_Kutipan Teks_:
![](https://balitribune.co.id/sites/default/files/styles/xtra_large/public/field/image/MBED-MBEDAN.jpg?itok=EszhJGmH)
Mangupura | Bali Tribune.co.id - Ngembak geni atau sehari setelah Hari Raya Nyepi, Jumat (8/3) langsung disambut suka cita oleh krama Desa Adat Semate, Kelurahan Abianbase, Kecamatan Mengwi, Badung dengan menggelar tradisi mbed-mbedan.
Tradisi mirip olahraga tradisional tarik tambang ini memang rutin dilaksanakan oleh warga setempat untuk memohon keselamatan dan kesejahteraan. Seperti tahun sebelumnya, tradisi mbed-mbedan dilaksanakan di depan Pura Desa lan Puseh Desa Adat Semate, atau tepatnya di Jalan Raya Kapal-Abianbase.
Tradisi mbed-mbedan ini sempat berhenti atau tidak diadakan selama puluhan tahun, namun kembali dilaksanakan pada tahun 2011, bertepatan pada tanggal 1 pada sasih kedua. Hingga kini mbed-mbedan diadakan setiap satu tahun sekali, bertepatan pada satu hari setelah Hari Raya Nyepi.
Pantauan koran ini, sebelum tradisi dimulai, warga melaksanakan persembahyangan di pura. Salah satu yang dihaturkan adalah ketupat dan jajan bantal yang biasa disebut tipat bantal. Setelah itu, sesuai arahan prajuru, warga menuju depan pura. Jro Mangku kemudian menghaturkan sesajen di jalan raya, sementara telah disiapkan alat mbed-mbedan berupa ‘bun kalot’ dan tali tambang.
Berdasarkan komando prajuru, diadakanlah tradisi serupa tarik tambang tersebut. Sarana pertama yang digunakan adalah bun kalot. Tanaman merambat ini sebagai simbol saja. Setelah itu, dilanjutkan dengan tali tambang. Peserta mbed-mbedan pun bergilir, mulai dari bapak-bapak, ibu-ibu, hingga yowana atau remaja. Diiringi baleganjur dan sorak sorai, tradisi berjalan meriah.
Usai ‘tarik-tambang’, warga kembali masuk ke dalam pura. Dilanjutkan dengan makan bersama tipat bantal yang telah dihaturkan sebelumnya. Tak berhenti di situ, usai makan bersama dilaksanakan sesi bersalam-salaman dan saling memohon maaf.

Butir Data
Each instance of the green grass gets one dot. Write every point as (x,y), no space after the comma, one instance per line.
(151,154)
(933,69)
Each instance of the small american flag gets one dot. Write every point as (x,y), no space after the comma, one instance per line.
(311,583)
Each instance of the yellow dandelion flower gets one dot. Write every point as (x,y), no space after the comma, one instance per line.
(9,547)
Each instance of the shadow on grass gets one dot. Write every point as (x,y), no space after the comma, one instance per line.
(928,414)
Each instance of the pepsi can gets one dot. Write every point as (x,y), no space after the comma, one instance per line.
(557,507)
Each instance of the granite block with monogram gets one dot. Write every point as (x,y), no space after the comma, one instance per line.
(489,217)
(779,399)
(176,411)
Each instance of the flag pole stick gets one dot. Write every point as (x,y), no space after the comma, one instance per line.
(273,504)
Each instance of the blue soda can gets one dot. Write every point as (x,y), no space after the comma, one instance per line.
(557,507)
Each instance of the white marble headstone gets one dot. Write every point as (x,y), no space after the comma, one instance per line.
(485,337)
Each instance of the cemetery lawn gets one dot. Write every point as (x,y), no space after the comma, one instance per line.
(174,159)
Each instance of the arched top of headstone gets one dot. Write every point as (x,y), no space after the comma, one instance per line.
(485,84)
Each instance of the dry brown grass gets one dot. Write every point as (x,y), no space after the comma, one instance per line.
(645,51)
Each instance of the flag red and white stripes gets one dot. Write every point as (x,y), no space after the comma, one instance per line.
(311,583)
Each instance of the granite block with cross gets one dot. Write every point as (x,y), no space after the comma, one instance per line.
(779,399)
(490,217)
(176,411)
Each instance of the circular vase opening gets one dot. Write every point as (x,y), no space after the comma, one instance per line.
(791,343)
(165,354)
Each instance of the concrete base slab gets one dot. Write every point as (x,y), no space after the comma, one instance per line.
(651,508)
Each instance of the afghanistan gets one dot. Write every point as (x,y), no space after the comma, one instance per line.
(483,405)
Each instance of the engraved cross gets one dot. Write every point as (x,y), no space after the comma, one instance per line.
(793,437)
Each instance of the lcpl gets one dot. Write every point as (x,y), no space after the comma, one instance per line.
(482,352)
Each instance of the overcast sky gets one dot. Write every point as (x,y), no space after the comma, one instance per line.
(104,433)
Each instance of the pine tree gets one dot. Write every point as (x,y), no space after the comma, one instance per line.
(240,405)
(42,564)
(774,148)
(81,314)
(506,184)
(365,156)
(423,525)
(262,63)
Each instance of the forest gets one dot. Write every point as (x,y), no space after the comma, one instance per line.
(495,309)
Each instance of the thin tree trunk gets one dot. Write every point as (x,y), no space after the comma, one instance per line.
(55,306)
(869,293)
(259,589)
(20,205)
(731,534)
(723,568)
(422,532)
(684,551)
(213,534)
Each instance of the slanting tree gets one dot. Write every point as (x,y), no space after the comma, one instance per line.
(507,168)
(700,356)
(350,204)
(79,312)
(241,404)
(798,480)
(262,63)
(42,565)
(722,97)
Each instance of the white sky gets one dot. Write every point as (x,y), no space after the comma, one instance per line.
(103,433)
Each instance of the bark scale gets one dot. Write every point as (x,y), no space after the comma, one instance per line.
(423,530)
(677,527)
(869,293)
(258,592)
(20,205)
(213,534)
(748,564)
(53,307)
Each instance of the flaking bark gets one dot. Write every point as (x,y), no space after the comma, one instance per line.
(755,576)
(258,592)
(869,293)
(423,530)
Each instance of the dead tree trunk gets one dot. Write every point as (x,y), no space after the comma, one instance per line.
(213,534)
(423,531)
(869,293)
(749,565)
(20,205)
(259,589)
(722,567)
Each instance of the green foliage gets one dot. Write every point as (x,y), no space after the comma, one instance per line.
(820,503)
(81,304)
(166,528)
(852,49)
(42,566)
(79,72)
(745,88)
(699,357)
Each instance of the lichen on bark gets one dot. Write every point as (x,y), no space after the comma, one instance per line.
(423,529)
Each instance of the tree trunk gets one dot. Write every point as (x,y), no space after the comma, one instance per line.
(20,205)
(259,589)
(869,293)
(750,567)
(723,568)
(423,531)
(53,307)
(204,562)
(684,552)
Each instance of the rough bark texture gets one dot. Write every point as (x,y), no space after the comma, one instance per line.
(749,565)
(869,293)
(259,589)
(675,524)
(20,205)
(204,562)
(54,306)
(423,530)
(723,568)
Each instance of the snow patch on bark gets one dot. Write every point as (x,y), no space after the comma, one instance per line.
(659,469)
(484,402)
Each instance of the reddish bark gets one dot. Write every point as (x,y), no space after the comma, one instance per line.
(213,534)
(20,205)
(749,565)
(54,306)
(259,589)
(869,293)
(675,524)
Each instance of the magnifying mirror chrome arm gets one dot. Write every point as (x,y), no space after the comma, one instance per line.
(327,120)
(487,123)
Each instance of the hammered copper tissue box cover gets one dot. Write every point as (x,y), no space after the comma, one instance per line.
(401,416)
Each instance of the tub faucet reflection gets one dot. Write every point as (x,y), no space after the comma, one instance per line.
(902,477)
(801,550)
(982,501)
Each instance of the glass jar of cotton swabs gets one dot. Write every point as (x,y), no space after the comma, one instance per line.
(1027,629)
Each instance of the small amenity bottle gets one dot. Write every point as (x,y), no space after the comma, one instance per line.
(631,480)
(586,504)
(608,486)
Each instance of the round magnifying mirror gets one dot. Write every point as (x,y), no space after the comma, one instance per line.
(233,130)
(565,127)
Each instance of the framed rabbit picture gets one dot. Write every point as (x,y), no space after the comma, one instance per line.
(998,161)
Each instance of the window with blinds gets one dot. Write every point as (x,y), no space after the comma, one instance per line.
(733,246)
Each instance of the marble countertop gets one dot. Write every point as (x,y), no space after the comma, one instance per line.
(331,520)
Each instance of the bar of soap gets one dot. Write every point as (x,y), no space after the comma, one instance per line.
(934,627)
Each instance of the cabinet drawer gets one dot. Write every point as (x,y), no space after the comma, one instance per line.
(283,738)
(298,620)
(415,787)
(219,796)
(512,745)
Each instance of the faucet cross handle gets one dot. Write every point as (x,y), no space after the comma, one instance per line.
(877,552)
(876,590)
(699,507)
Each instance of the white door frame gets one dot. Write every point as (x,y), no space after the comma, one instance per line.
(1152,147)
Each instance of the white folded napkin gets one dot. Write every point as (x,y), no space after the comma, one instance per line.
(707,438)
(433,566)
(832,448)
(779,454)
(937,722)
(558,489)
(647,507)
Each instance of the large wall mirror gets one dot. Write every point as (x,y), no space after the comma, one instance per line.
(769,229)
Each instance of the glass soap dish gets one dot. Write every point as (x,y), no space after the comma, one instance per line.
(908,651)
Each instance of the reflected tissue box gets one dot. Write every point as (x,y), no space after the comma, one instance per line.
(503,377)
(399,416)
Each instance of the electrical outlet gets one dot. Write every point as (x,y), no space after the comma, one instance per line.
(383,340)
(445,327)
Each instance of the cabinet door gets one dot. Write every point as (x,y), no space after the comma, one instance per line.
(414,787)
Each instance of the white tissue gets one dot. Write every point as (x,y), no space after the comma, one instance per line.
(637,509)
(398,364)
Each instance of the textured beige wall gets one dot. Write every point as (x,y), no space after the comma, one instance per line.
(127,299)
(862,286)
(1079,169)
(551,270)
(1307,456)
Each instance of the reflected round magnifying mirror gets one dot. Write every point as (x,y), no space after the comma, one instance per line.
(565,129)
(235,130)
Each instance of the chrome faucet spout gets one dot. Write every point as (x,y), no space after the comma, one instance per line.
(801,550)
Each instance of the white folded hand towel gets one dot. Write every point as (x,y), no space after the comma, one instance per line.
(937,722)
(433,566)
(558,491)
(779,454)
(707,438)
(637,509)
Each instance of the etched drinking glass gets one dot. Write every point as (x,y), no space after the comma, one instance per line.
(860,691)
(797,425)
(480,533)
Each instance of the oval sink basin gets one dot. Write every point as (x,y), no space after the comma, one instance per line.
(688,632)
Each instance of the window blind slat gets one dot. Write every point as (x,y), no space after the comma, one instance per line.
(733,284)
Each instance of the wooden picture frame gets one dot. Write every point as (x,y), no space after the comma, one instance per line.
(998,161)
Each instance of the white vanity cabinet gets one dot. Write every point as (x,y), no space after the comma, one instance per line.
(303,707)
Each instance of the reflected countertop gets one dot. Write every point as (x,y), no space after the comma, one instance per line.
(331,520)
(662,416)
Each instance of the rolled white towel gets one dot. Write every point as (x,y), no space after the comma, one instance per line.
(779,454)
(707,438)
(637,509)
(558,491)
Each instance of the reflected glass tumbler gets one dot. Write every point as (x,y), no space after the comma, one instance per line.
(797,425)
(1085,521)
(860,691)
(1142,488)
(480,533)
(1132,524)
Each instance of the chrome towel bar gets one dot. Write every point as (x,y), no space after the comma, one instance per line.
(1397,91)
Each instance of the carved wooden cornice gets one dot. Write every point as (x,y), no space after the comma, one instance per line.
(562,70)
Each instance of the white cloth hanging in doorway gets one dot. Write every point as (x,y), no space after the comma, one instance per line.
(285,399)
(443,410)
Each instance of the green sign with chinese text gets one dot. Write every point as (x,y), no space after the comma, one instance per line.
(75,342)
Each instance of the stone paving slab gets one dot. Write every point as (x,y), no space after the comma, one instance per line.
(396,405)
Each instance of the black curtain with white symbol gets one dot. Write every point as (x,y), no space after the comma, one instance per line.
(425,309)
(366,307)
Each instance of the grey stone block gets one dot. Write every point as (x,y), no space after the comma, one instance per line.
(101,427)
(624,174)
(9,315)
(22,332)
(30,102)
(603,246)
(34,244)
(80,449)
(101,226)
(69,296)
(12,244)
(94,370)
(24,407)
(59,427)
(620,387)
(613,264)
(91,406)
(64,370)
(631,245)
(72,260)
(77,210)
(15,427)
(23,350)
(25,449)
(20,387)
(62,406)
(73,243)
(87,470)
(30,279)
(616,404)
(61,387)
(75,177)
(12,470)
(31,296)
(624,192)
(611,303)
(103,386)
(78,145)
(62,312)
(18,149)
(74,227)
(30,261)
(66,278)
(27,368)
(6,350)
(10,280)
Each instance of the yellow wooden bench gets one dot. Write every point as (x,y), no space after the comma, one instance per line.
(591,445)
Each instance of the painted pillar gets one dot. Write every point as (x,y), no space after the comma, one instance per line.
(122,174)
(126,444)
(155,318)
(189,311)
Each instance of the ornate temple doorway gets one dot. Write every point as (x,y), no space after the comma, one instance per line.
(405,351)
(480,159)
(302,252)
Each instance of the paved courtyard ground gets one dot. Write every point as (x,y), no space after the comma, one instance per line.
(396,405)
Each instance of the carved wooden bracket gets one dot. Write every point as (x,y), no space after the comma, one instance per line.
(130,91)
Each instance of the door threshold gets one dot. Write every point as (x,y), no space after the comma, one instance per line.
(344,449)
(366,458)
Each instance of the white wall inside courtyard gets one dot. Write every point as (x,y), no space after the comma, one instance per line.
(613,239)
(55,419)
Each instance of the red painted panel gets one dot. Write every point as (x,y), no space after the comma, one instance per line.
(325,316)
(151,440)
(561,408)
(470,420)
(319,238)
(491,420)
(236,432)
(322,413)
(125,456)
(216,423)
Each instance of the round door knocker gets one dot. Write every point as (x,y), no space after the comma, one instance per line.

_Tugas yang Diminta_: Salin tanpa perubahan sedikit pun bagian artikel tentang tradisi mbed-mbedan, dimulai dari kata-kata yang memuat "Mangupura | Bali" dan diakhiri setelah "Jalan Raya Kapal-Abianbase.".

_Jawaban di Bawah_:
Mangupura | Bali Tribune.co.id - Ngembak geni atau sehari setelah Hari Raya Nyepi, Jumat (8/3) langsung disambut suka cita oleh krama Desa Adat Semate, Kelurahan Abianbase, Kecamatan Mengwi, Badung dengan menggelar tradisi mbed-mbedan.
Tradisi mirip olahraga tradisional tarik tambang ini memang rutin dilaksanakan oleh warga setempat untuk memohon keselamatan dan kesejahteraan. Seperti tahun sebelumnya, tradisi mbed-mbedan dilaksanakan di depan Pura Desa lan Puseh Desa Adat Semate, atau tepatnya di Jalan Raya Kapal-Abianbase.